## THE INPUT
* * * *

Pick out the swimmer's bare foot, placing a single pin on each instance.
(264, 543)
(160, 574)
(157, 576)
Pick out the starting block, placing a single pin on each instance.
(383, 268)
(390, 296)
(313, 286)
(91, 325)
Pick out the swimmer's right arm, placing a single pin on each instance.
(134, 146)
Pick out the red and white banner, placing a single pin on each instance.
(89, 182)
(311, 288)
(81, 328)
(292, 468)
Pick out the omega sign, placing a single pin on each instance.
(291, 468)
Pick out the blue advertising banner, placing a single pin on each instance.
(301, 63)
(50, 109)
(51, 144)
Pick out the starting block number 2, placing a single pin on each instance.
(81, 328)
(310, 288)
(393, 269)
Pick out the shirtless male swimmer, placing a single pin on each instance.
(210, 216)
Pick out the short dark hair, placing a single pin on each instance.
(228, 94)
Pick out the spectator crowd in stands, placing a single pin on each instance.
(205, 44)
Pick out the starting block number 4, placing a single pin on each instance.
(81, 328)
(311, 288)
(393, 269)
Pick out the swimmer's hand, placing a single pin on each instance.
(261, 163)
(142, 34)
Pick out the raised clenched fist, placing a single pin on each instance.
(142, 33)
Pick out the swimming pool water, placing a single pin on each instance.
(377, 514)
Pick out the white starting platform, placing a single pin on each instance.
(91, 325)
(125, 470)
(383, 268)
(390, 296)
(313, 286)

* * * *

## GOAL OF THE EXERCISE
Number every line of the records above in order, and leave out any blank lines.

## TASK RESPONSE
1. Pick out the swimmer's bare foot, placing a single pin on each instance.
2. (264, 543)
3. (160, 574)
4. (157, 576)
5. Pick out the starting block, placing a single pin on each instance.
6. (383, 268)
7. (390, 296)
8. (313, 286)
9. (91, 325)
10. Pick out the swimmer's right arm, placing a single pin on each instance.
11. (134, 146)
12. Pick out the red and white banner, placing a single pin on each instance.
13. (89, 182)
14. (311, 288)
15. (81, 328)
16. (292, 468)
17. Pick out the omega sign, placing a single pin on each instance.
18. (291, 468)
19. Pick out the blue advertising banner, placing a single pin on each instance.
20. (301, 63)
21. (50, 109)
22. (51, 144)
23. Pick out the starting block number 2, placing a single pin on each instance.
24. (81, 328)
25. (310, 288)
26. (393, 269)
27. Pick out the shirtless male swimmer, placing a single pin on each instance.
28. (210, 216)
29. Pick out the short dark hair, placing a single pin on each instance.
30. (228, 94)
31. Pick out the spectator crowd in stands, placing a single pin on each instance.
32. (205, 44)
33. Pick out the starting block number 4, placing a single pin on each instance.
34. (81, 328)
35. (311, 288)
36. (393, 269)
37. Pick out the swimmer's hand, placing a single pin on each instance.
38. (261, 163)
39. (142, 34)
40. Pick out the raised clenched fist, placing a single pin on each instance.
41. (142, 33)
42. Pick out the swimming pool water, placing a single pin on each instance.
43. (377, 514)
44. Pick out the white starting platform, placing a single pin on each instance.
45. (91, 325)
46. (125, 470)
47. (383, 268)
48. (390, 296)
49. (313, 286)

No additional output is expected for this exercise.